* [JOBS]
1. Translate this sentence from the article on the 1925 Detroit Panthers season into Spanish: "The Panthers' record was good enough for a third place finish in the league."
2. Summarize the article on the 1925 Detroit Panthers season in two sentences.
3. Rewrite the article on the 1925 Detroit Panthers season starting at "- Owner Jimmy" and ending at "the Detroit Tigers.", putting "Tiger Stadium" in place of "Navin Field".

* [DOCUMENT EXCERPT]
>> begin

- Owner Jimmy Conzelman in 1925
- Owner: Jimmy Conzelman
- Head coach: Jimmy Conzelman
- Home stadium: Navin Field

Results
- Record: 8–2–2
- League place: 3rd NFL

= 1925 Detroit Panthers season =

National Football League team season

The 1925 Detroit Panthers season marked the team's debut in the National Football League (NFL), following a four year hiatus after the termination of the league's first Motor City franchise, the Detroit Tigers.

The team played 11 of their 12 games at home at Navin Field, later known as Tiger Stadium, finishing with a record of 8 wins, 2 losses, and 2 ties. The Panthers' record was good enough for a third place finish in the league.

The Panthers played in the first Wednesday game in NFL history against the Cleveland Bulldogs, and won 22–13. Future Pro Football Hall of Famer Jimmy Conzelman scored two touchdowns in the first quarter.

==Background==
===Organization===

The Detroit Heralds (renamed the Detroit Tigers in 1921) were an original member of the American Professional Football Association (APFY), forerunner of the National Football League (NFL). Amidst financial losses ensuing from poor attendance and cancellations, the team ceased operations after the 1921 season, leaving a major franchise vacancy in a major city of the upper Middle West.

>> end

* [GIVEN DATA]

>> begin

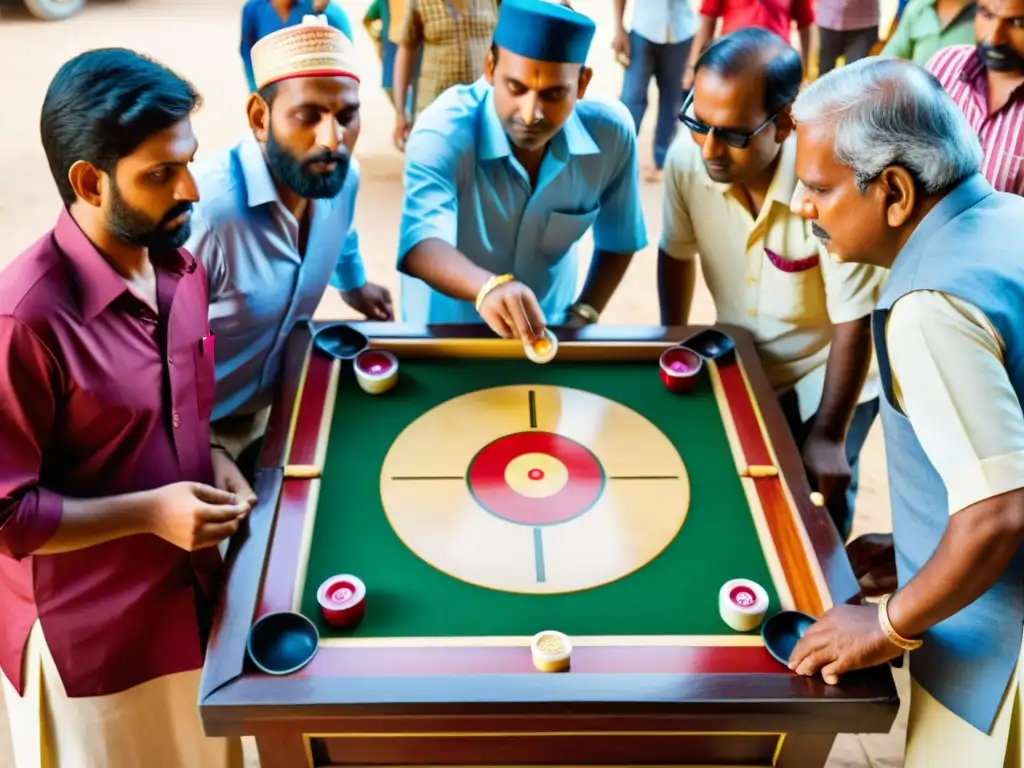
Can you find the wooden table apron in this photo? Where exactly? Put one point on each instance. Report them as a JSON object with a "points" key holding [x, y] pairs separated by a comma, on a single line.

>> end

* [SOLUTIONS TO EACH TASK]
1. El récord de los Panthers fue suficiente para terminar en tercer lugar en la liga.

2. The 1925 Detroit Panthers season was the team's first in the NFL, arriving four years after the league's first Detroit franchise, the Detroit Tigers, was terminated. Playing 11 of their 12 games at Navin Field, the Panthers went 8–2–2 to finish third, and they won the first Wednesday game in NFL history, 22–13 over the Cleveland Bulldogs.

3.
- Owner Jimmy Conzelman in 1925
- Owner: Jimmy Conzelman
- Head coach: Jimmy Conzelman
- Home stadium: Tiger Stadium

Results
- Record: 8–2–2
- League place: 3rd NFL

= 1925 Detroit Panthers season =

National Football League team season

The 1925 Detroit Panthers season marked the team's debut in the National Football League (NFL), following a four year hiatus after the termination of the league's first Motor City franchise, the Detroit Tigers.